But Jamal Dajani, chairman of the city's Immigrant Rights Commission, disagrees. He calls the arrests last Thursday "a total violation of the sanctuary ordinance. This is exactly why the sanctuary ordinance was created," he says.

In 1989, San Francisco passed the "City of Refuge" Ordinance (Sanctuary Ordinance) that prohibits city employees from helping ICE with immigration arrests unless required by federal or state law or a warrant.

The fact that ICE agents entered a private residence with nothing more than a deportation order, Dajani says, is "totally different" from entering with a warrant for a crime. "They're going into private homes, which means the city can't protect its own residents."

"If this is allowed," adds Dajani, "it basically ends any kind of discussion about sanctuary cities -- whether it's San Francisco or New York."

Julia Harumi, a lawyer with the ACLU of Northern California, says her organization has seen incidents in the past of ICE agents entering homes without consent. "If they didn't have reasonable suspicion that the residents were undocumented," she says, "then detaining them would violate the Fourth Amendment."

The agents that came to the door of a San Francisco home last Thursday were members of ICE Fugitive Operations, a unit dedicated to locating, arresting and removing individuals with outstanding deportation orders. One of the residents opened the door, and the agents found the individual they were looking for, as well as two others who also had outstanding deportation orders, says Haley.

Jilma Herrera (Freddie Herrera's sister), Carlos Gonzalez (Herrera's brother-in-law) and Roxana Cuellas, are currently in ICE custody in Arizona pending removal to Honduras.

The other three undocumented immigrants, Freddie Herrera, Eufemia Pineda and Ana Ruth Quintanilla, did not have outstanding deportation orders and were released with electronic monitoring devices on their ankles.

Pineda, 34, says she got home at 6:30 p.m. to find immigration agents in her living room.

"My kids were the first thing I thought about," says Pineda, who lives in the 10-person house with her husband, Roger Omar Cruz, 41, and their two children, Daniel, 7, and Keren, 2 years old.

Pineda, a childcare worker who has lived in San Francisco for nine years, hugs her son close to her. "Thank God my kids weren't there," she says. "What would they have thought to see me being taken away?"

While they were being detained the six immigrants, who are devout Evangelicals, prayed together. "My cousin Jilma started speaking in tongues," recalls Pineda. "It was the presence of God. And they told her to shut up."

But Pineda says her faith kept her going. "I felt a supernatural force only God could give," she says. "We know what we believe in."

Ana Ruth Quintanilla, 26, who moved to San Francisco two years ago, says the six immigrants were placed in a cold cell. "I told them, "We're not criminals,' and they said, 'Your crime is being here," she recalls.

"But I'm here out of necessity," explains Quintanilla, who is supporting her children back home. Quintanilla works as a cook at Burger King, and sends money every month to her three children, ages 10, 8 and 4, who live with their father in El Salvador.

▬▬▬▬▬▬

▸ TASKS AND EXERCISES
- 1) Transcribe the article on the San Francisco immigration arrests from "Pineda, 34, says" to "2 years old.".
- 2) Render this sentence from the article on the San Francisco immigration arrests in Spanish: "Pineda, 34, says she got home at 6:30 p.m. to find immigration agents in her living room."
- 3) According to the article on the San Francisco immigration arrests, in what year did San Francisco pass the "City of Refuge" Ordinance?

(Stored items from a collection)
▬▬▬▬▬▬

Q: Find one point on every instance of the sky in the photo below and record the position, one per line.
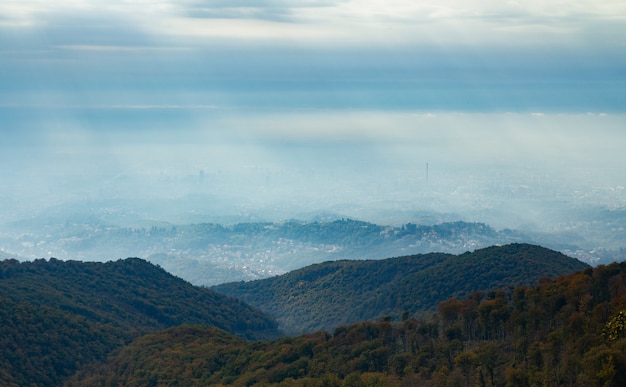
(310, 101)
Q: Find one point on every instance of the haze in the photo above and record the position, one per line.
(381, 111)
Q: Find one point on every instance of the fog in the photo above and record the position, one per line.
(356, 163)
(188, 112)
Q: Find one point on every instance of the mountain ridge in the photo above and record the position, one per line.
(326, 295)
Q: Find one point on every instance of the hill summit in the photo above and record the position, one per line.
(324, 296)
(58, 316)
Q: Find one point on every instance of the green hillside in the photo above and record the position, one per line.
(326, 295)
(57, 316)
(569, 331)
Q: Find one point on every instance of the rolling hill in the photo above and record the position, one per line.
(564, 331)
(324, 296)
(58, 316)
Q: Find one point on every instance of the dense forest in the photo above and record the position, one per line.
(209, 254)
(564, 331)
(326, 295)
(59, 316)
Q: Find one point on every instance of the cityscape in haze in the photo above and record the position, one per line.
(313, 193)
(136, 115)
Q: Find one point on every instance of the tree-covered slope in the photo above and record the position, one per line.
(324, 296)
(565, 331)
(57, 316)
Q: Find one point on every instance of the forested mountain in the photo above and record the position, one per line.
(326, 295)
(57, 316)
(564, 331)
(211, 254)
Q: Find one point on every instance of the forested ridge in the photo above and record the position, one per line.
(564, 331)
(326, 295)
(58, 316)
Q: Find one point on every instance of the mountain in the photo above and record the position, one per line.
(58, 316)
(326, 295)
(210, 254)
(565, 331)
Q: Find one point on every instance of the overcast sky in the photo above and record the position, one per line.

▬▬▬▬▬▬

▸ TASK RESULTS
- 1)
Pineda, 34, says she got home at 6:30 p.m. to find immigration agents in her living room.

"My kids were the first thing I thought about," says Pineda, who lives in the 10-person house with her husband, Roger Omar Cruz, 41, and their two children, Daniel, 7, and Keren, 2 years old.

- 2) Pineda, de 34 años, dice que llegó a casa a las 6:30 p. m. y encontró a agentes de inmigración en su sala.

- 3) 1989